* **Supplied data**:
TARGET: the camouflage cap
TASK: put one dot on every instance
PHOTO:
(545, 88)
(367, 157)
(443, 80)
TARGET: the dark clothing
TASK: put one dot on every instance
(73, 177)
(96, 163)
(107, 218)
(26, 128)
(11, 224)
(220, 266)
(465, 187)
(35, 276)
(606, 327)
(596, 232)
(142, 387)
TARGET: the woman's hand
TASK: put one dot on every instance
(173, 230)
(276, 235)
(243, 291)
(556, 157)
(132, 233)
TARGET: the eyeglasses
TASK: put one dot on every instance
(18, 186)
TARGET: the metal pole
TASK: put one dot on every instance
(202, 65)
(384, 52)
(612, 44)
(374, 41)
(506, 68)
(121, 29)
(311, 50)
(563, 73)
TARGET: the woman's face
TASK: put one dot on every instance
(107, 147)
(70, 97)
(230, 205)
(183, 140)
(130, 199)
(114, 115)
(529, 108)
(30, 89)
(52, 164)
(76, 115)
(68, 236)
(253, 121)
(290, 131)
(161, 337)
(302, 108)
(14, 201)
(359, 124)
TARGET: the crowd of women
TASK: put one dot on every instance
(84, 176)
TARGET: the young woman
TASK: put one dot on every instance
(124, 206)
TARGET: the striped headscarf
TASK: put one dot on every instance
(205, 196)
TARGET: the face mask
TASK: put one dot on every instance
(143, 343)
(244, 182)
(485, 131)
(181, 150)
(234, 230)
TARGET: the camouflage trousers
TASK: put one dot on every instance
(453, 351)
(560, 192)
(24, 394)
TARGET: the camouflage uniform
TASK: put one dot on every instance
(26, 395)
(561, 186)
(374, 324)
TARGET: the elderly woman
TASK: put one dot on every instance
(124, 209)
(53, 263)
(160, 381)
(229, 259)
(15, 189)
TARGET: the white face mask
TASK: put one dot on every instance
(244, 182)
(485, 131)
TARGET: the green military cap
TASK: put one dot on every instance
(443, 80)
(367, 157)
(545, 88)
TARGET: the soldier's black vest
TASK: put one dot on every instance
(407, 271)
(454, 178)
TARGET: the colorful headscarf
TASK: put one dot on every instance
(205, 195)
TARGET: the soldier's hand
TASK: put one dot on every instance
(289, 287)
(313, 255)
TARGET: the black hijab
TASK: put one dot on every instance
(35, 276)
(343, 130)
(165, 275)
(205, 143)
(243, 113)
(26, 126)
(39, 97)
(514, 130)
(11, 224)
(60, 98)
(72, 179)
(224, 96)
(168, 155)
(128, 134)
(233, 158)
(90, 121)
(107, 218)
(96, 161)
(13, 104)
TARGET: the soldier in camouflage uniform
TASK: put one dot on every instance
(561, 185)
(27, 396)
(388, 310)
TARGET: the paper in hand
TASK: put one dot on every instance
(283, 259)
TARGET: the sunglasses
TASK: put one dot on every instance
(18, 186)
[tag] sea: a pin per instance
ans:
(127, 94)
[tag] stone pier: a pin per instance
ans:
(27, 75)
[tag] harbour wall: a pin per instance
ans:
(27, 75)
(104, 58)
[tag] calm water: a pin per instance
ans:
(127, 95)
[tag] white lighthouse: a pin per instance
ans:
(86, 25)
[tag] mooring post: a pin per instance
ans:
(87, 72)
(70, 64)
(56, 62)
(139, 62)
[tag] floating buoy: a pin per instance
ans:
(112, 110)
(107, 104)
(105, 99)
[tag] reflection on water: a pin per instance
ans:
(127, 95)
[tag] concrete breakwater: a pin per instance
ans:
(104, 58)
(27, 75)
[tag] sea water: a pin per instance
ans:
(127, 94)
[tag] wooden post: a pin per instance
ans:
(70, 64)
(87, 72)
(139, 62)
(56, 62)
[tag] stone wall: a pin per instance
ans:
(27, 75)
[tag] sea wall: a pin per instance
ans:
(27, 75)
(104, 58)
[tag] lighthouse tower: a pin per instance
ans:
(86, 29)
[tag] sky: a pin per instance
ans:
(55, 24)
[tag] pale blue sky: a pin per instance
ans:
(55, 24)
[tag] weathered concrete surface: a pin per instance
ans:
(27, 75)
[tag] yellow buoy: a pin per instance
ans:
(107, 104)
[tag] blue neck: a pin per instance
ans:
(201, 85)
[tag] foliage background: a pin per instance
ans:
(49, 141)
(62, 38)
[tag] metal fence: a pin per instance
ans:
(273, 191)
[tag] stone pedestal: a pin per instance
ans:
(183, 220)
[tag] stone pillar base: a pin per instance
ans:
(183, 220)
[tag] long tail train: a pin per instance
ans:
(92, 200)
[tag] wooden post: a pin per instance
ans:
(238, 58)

* **Problem description**:
Copy out the full material exactly as it appears.

* **Task answer**:
TARGET: the camouflage cap
TASK: put one dot on every instance
PHOTO:
(545, 88)
(367, 157)
(443, 80)
TARGET: the dark clothing
TASK: put one dot on every instance
(73, 177)
(96, 163)
(107, 218)
(26, 128)
(11, 224)
(220, 266)
(465, 187)
(35, 276)
(606, 327)
(596, 232)
(142, 387)
TARGET: the woman's hand
TASK: put one dot on every instance
(173, 230)
(276, 235)
(243, 291)
(556, 157)
(132, 233)
TARGET: the eyeglasses
TASK: put one dot on every instance
(18, 186)
TARGET: the metal pole
TASK: put one dot on every instance
(202, 65)
(384, 52)
(612, 44)
(374, 41)
(506, 68)
(121, 29)
(311, 50)
(563, 73)
TARGET: the woman's face
TASK: put one dot on every instance
(107, 147)
(70, 97)
(230, 205)
(183, 140)
(130, 199)
(114, 115)
(529, 108)
(30, 89)
(52, 164)
(76, 115)
(68, 236)
(253, 121)
(290, 131)
(161, 337)
(302, 108)
(14, 201)
(359, 124)
TARGET: the crowd of women
TASK: put one dot on every instance
(84, 176)
TARGET: the young woman
TASK: put one dot on every instance
(124, 206)
TARGET: the striped headscarf
TASK: put one dot on every instance
(205, 196)
TARGET: the face mask
TASK: put one dot on every instance
(143, 343)
(244, 182)
(485, 131)
(181, 150)
(234, 230)
TARGET: the camouflage trousers
TASK: put one dot on every instance
(453, 351)
(560, 192)
(24, 394)
TARGET: the camouflage uniform
TASK: put one dot on every instance
(26, 395)
(561, 186)
(374, 324)
TARGET: the elderly woman
TASK: put one dot on every instance
(124, 209)
(53, 263)
(160, 381)
(229, 259)
(15, 189)
TARGET: the white face mask
TASK: put one dot on every instance
(244, 182)
(485, 131)
TARGET: the green military cap
TASK: put one dot on every instance
(443, 80)
(367, 157)
(545, 88)
TARGET: the soldier's black vest
TASK: put one dot on every instance
(407, 271)
(454, 178)
TARGET: the colorful headscarf
TASK: put one dot on every instance
(205, 195)
TARGET: the soldier's hand
TASK: put one dot on every instance
(289, 287)
(313, 255)
TARGET: the black hijab
TASK: put one dot on every instance
(35, 276)
(343, 130)
(165, 275)
(205, 143)
(243, 113)
(26, 126)
(39, 97)
(514, 130)
(11, 224)
(60, 98)
(72, 179)
(224, 96)
(168, 155)
(128, 134)
(233, 158)
(90, 121)
(107, 218)
(96, 161)
(13, 104)
TARGET: the soldier in camouflage uniform
TASK: put one dot on every instance
(561, 185)
(27, 396)
(388, 310)
TARGET: the paper in hand
TASK: put one dot on every instance
(283, 259)
TARGET: the sunglasses
TASK: put one dot on every instance
(18, 186)
[tag] sea: a pin per instance
ans:
(127, 94)
[tag] stone pier: a pin per instance
ans:
(27, 75)
[tag] harbour wall: a pin per instance
ans:
(27, 75)
(104, 58)
[tag] calm water: a pin per instance
ans:
(127, 95)
[tag] white lighthouse: a pin per instance
ans:
(86, 25)
[tag] mooring post: a pin per instance
ans:
(87, 72)
(70, 64)
(56, 62)
(139, 62)
[tag] floating buoy: a pin per instance
ans:
(112, 110)
(107, 104)
(105, 99)
[tag] reflection on water: a pin per instance
ans:
(127, 95)
[tag] concrete breakwater: a pin per instance
ans:
(104, 58)
(27, 75)
[tag] sea water: a pin per instance
ans:
(127, 94)
[tag] wooden post: a pin per instance
ans:
(70, 64)
(87, 72)
(139, 62)
(56, 62)
[tag] stone wall: a pin per instance
ans:
(27, 75)
[tag] sea wall: a pin per instance
ans:
(27, 75)
(104, 58)
[tag] lighthouse tower: a pin per instance
ans:
(86, 29)
[tag] sky: a pin per instance
ans:
(55, 24)
[tag] pale blue sky: a pin per instance
ans:
(55, 24)
[tag] weathered concrete surface: a pin per instance
ans:
(27, 75)
[tag] yellow buoy: a pin per instance
ans:
(107, 104)
[tag] blue neck: a pin per instance
ans:
(201, 85)
[tag] foliage background: a pin per instance
ans:
(49, 141)
(62, 38)
[tag] metal fence: a pin per instance
ans:
(273, 191)
[tag] stone pedestal: a pin per instance
ans:
(183, 220)
[tag] stone pillar base: a pin per instance
ans:
(183, 220)
[tag] long tail train: a pin per instance
ans:
(92, 200)
[tag] wooden post: a pin per instance
ans:
(238, 58)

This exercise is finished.